● Prompt a: Pull out every line of the listing that contains the string "floor", matching its capitalization exactly.

● Text segment:

Reclassifications. Certain prior period amounts have been reclassified to conform to the current-period presentation.


- 8 -

UGI CORPORATION AND SUBSIDIARIES
Notes to Condensed Consolidated Financial Statements
(unaudited)
(Currency in millions, except per share amounts)

Note 3 — Accounting Changes

Adoption of New Accounting Standards

Employee Share-based Payments. During the first quarter of Fiscal 2017, the Company adopted new accounting guidance regarding share-based payments. See Note 2 for a detailed description of the impact of the new guidance.
Equity Method Accounting. During the first quarter of Fiscal 2017, the Company adopted new accounting guidance regarding the accounting for an investment that qualifies for use of the equity method as a result of an increase in an investor’s level of ownership or influence. The guidance requires that the equity method investor add the cost of acquiring an additional interest to the current basis of the investor’s previously held interest and adopt the equity method of accounting as of the date such investment qualifies for equity method accounting. The new guidance eliminates the previous requirement in such circumstances to apply the effects of the equity method of accounting retrospectively. The guidance is required to be applied prospectively. The adoption of the new guidance did not impact our consolidated financial statements.
Accounting Standards Not Yet Adopted

Goodwill Impairment. In January 2017, the Financial Accounting Standards Board (“FASB”) issued Accounting Standards Update ("ASU") No. 2017-04, “Simplifying the Test for Goodwill Impairment.” Under the new accounting guidance, an entity will no longer determine goodwill impairment by calculating the implied fair value of goodwill by assigning the fair value of a reporting unit to all of its assets and liabilities as if that reporting unit had been acquired in a business combination. Instead, an entity will perform its goodwill impairment tests by comparing the fair value of a reporting unit with its carrying amount. An entity will recognize an impairment charge for the amount by which the carrying amount exceeds the reporting unit’s fair value but not to exceed the total amount of the goodwill of the reporting unit. In addition, an entity should consider income tax effects from any tax deductible goodwill on the carrying amount of the reporting unit when measuring the goodwill impairment, if applicable. The provisions of the new accounting guidance are required to be applied prospectively. The new accounting guidance is effective for the Company for goodwill impairment tests performed in fiscal years beginning after December 15, 2019 (Fiscal 2021). Early adoption is permitted for goodwill impairment tests performed after January 1, 2017. The Company is in the process of assessing the impact on its financial statements from the adoption of the new guidance.

● Prompt b: Based on the accounting notes above, explain in one to three sentences why certain prior period amounts were reclassified.

Lines of data
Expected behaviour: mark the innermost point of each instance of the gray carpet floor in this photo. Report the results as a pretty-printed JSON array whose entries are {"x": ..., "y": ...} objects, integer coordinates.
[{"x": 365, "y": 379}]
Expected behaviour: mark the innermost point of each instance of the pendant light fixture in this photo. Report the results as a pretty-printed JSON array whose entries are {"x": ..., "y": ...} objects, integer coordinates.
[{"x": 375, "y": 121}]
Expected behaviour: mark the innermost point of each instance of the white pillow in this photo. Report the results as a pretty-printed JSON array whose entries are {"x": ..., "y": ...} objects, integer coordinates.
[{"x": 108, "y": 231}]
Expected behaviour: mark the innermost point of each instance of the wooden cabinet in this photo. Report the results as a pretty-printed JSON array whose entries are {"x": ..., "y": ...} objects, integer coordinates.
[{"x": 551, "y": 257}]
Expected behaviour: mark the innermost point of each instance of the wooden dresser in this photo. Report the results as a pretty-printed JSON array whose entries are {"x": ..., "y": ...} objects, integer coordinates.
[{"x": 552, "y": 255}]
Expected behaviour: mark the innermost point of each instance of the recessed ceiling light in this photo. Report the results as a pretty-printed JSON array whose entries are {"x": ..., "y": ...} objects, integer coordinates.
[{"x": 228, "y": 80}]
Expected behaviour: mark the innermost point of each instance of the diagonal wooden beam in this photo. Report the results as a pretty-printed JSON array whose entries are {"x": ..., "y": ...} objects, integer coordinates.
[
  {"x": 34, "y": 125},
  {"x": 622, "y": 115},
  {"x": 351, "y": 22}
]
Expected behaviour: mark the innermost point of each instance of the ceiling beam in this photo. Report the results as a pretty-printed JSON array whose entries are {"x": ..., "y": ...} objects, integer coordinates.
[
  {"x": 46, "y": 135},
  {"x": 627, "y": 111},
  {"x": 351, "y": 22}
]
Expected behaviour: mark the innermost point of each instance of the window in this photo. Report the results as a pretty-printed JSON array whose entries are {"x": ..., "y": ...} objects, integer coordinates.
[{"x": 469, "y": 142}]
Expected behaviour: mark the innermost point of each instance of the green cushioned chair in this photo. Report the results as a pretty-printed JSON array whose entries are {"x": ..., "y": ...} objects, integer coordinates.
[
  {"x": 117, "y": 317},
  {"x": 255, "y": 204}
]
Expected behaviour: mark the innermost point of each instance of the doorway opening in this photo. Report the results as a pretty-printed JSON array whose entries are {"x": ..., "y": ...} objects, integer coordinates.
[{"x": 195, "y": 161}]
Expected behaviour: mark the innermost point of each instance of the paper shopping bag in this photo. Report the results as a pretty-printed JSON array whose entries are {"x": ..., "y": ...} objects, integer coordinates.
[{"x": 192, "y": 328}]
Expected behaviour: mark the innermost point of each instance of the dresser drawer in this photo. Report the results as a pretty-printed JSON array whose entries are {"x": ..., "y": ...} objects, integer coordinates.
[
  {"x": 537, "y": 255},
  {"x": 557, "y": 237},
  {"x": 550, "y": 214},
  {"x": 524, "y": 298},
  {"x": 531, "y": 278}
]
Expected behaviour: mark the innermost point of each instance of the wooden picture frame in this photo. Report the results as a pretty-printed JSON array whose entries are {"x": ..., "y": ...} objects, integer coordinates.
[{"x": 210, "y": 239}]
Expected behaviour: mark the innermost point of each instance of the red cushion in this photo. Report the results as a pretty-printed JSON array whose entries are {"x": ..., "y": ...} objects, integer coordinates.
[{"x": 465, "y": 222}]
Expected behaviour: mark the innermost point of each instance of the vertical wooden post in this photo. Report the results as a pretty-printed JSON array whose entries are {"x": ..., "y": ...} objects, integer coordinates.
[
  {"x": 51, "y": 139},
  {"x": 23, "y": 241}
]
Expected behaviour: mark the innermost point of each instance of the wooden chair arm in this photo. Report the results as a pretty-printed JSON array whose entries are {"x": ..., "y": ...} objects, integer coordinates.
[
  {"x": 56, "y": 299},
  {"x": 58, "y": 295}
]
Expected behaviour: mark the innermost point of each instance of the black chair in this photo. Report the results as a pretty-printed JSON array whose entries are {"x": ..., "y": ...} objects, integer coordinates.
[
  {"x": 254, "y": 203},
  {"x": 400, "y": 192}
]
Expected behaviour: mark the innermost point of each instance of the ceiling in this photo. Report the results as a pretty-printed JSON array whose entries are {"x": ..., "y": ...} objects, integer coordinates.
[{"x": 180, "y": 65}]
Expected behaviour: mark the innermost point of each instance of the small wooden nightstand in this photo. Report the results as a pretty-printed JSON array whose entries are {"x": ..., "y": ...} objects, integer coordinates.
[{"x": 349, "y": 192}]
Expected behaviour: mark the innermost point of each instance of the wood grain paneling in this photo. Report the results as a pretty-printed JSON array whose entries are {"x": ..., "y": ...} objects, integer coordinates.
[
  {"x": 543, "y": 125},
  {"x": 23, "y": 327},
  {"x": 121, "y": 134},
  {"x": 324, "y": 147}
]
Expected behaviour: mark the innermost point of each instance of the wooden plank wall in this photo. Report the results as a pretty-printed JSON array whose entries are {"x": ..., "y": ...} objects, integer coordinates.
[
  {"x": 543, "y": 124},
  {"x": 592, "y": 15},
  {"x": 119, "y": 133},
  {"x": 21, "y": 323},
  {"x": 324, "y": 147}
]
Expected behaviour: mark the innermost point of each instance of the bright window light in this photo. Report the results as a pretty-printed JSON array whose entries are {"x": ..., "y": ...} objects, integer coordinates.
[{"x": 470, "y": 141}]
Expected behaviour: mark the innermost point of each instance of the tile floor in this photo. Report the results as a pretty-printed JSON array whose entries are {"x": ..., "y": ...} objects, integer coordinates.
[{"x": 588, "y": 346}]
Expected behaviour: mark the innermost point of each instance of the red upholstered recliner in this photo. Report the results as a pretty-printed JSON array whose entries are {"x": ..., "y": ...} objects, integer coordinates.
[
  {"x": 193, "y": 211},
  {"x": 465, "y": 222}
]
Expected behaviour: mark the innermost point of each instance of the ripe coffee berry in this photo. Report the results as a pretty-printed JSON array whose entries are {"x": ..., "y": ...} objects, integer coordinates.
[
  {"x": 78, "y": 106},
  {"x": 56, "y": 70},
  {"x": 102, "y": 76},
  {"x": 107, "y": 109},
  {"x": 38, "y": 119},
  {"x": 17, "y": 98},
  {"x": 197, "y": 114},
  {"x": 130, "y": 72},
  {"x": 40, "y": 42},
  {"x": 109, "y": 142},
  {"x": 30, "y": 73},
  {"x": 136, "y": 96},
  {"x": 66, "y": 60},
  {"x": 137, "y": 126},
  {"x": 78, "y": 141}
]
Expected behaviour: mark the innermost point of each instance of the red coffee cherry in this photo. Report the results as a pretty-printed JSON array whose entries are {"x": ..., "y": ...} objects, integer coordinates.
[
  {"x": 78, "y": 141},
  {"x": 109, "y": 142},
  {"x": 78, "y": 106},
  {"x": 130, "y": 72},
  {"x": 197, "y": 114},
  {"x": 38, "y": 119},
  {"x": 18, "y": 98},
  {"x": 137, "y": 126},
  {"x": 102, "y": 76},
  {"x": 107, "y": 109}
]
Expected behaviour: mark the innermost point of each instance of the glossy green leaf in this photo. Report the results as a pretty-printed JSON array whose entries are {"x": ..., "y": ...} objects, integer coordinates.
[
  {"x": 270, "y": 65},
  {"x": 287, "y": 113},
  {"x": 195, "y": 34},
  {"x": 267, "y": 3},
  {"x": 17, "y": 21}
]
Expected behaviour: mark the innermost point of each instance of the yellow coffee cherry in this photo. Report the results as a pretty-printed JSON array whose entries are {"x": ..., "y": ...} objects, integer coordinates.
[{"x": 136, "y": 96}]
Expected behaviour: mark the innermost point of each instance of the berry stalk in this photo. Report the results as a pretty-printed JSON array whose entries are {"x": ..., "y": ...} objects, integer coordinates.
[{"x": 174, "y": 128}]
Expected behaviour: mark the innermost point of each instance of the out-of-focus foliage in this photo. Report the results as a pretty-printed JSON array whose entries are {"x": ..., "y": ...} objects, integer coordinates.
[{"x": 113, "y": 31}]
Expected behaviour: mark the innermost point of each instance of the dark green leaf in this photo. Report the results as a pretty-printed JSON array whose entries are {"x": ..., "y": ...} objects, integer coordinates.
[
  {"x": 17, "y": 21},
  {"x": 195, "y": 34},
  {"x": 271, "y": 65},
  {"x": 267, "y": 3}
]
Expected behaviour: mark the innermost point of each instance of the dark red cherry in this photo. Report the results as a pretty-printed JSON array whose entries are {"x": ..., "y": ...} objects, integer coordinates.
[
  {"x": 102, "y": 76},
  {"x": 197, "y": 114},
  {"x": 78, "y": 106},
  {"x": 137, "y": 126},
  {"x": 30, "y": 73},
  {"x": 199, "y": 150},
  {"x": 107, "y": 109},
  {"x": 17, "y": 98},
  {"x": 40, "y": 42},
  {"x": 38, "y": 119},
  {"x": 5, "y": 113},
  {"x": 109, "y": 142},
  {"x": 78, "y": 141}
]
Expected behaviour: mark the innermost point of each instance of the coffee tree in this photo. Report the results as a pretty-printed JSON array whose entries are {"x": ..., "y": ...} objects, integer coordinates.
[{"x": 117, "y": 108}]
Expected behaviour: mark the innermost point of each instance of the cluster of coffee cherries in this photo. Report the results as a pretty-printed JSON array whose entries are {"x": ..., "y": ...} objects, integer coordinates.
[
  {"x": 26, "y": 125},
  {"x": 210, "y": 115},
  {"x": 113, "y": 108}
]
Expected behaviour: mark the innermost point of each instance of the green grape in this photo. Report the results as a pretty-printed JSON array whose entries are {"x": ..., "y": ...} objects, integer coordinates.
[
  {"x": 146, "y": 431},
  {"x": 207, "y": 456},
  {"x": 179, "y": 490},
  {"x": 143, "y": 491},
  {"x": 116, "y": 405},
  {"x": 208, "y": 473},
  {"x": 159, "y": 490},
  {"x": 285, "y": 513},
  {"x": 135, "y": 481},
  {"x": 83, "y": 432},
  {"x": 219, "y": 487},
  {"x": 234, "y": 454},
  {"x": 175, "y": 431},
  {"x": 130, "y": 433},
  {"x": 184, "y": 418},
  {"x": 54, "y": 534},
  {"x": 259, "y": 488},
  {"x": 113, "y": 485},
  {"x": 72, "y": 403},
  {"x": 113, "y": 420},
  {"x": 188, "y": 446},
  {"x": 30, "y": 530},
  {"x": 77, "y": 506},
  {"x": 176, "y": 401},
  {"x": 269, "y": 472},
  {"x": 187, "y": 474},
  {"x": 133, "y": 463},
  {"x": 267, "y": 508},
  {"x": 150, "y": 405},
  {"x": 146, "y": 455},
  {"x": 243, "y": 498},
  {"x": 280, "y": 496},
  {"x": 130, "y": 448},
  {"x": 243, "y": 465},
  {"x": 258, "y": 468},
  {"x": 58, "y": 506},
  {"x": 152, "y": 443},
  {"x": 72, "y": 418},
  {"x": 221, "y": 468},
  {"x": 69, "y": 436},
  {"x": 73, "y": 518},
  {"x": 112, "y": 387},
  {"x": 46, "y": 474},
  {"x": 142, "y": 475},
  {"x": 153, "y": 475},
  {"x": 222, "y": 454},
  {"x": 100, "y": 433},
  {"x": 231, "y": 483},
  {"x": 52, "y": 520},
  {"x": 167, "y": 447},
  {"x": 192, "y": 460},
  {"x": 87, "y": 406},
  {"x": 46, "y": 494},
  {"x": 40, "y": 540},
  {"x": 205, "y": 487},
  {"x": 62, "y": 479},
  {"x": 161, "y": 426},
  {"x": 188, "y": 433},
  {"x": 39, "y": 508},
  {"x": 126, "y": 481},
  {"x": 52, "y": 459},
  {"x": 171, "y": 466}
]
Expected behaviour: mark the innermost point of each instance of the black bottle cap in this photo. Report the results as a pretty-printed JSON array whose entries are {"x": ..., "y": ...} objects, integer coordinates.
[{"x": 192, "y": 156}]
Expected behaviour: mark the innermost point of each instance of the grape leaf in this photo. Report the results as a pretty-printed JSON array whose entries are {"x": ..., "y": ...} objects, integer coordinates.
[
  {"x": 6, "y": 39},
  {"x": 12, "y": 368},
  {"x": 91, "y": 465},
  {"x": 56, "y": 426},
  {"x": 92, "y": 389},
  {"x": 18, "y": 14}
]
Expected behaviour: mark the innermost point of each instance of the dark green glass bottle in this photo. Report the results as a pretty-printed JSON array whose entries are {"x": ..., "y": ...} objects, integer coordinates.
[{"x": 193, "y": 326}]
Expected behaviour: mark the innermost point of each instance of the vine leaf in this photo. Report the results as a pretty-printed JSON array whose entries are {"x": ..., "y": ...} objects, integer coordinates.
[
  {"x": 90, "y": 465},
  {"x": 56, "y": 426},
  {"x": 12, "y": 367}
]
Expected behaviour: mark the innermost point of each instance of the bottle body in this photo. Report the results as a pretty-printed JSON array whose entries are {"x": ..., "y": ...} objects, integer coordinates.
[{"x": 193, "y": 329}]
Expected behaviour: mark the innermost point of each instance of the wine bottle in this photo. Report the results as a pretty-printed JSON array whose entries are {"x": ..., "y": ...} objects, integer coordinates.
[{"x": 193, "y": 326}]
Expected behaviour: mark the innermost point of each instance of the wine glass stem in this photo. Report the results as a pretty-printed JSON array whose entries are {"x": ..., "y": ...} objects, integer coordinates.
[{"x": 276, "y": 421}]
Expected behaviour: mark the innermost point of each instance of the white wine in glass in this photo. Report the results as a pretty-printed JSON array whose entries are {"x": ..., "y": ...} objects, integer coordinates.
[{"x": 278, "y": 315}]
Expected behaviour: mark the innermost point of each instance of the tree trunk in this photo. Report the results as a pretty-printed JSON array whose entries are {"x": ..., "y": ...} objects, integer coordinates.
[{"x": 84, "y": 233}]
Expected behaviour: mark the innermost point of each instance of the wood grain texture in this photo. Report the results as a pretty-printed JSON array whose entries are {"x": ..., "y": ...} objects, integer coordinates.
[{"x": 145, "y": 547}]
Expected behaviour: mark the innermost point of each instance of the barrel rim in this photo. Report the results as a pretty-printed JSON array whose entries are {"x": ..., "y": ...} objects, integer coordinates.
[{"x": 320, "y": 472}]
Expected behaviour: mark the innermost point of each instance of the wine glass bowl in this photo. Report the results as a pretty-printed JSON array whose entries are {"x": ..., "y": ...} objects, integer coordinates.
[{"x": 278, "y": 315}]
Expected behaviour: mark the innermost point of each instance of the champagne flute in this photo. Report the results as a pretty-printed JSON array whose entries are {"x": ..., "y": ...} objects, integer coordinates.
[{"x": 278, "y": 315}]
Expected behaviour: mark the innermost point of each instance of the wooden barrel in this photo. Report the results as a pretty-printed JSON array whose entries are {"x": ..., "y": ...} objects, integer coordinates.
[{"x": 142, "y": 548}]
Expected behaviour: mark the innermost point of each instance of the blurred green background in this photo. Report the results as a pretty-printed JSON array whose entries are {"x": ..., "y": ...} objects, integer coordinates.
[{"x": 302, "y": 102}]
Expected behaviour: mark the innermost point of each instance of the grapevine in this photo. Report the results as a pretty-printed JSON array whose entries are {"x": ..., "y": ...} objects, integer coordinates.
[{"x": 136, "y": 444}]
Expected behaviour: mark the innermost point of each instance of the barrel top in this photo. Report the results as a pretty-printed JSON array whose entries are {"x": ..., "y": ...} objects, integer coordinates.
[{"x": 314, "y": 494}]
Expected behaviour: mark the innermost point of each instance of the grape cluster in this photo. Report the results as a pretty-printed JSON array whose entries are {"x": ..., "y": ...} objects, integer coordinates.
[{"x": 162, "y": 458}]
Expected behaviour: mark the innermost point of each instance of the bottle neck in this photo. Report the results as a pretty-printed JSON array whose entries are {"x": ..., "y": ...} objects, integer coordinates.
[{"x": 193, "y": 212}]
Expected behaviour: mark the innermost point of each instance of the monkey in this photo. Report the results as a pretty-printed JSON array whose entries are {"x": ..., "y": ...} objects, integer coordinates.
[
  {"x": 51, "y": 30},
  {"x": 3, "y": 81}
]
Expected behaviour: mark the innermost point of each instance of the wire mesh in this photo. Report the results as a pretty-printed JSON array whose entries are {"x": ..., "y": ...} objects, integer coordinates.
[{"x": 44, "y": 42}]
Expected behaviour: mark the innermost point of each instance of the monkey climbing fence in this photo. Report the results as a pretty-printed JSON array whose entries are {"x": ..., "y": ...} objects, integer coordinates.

● Complete response a:
Expected behaviour: mark the innermost point of each instance of the gray carpet floor in this photo. Report the results as a pretty-printed JSON array whose entries are {"x": ..., "y": ...} objects, integer coordinates.
Expected behaviour: mark the innermost point of each instance of the tile floor in this photo. Report the results as a pretty-printed JSON array whose entries are {"x": ..., "y": ...} objects, integer coordinates.

● Complete response b: Certain prior period amounts were reclassified so that they conform to the current-period presentation.